• _TASK DESCRIPTION_: Count the lines in the records below that contain the word "Query". Give only the number.
╭──
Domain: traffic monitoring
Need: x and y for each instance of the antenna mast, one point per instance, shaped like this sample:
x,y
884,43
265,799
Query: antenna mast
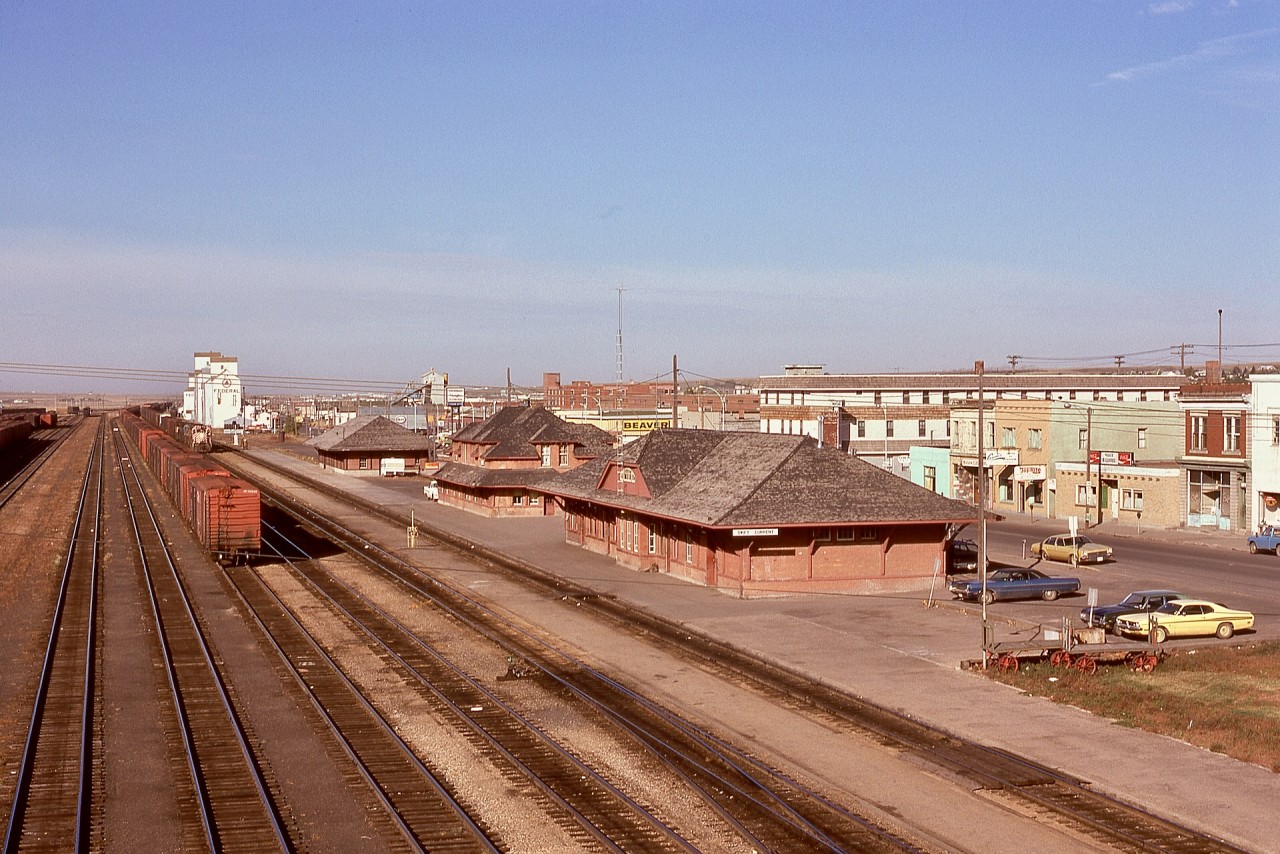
x,y
620,333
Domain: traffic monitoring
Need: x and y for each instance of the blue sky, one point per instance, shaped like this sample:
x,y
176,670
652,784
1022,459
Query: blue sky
x,y
374,190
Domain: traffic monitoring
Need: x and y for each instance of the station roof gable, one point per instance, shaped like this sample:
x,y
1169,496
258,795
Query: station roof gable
x,y
516,433
753,479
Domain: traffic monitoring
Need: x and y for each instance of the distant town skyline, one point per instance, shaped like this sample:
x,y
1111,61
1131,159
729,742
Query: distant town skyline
x,y
366,192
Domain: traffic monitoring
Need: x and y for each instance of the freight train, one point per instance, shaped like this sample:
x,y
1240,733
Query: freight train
x,y
223,511
17,424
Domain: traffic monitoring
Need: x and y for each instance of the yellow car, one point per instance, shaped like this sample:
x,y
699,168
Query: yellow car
x,y
1073,549
1185,619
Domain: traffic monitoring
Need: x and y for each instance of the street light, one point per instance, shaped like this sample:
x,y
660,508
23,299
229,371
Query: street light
x,y
708,388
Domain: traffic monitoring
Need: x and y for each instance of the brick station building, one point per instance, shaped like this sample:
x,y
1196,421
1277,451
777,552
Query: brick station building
x,y
368,443
757,515
499,464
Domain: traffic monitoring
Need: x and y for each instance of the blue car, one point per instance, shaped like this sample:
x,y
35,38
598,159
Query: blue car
x,y
1014,584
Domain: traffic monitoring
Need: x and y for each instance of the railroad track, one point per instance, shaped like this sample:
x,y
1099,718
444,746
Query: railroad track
x,y
426,812
50,811
13,482
232,797
1051,794
763,808
59,802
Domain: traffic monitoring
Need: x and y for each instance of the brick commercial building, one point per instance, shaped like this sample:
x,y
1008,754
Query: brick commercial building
x,y
757,515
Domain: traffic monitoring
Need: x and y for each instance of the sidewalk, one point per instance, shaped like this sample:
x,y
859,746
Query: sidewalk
x,y
901,654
╰──
• _FINAL ANSWER_: 12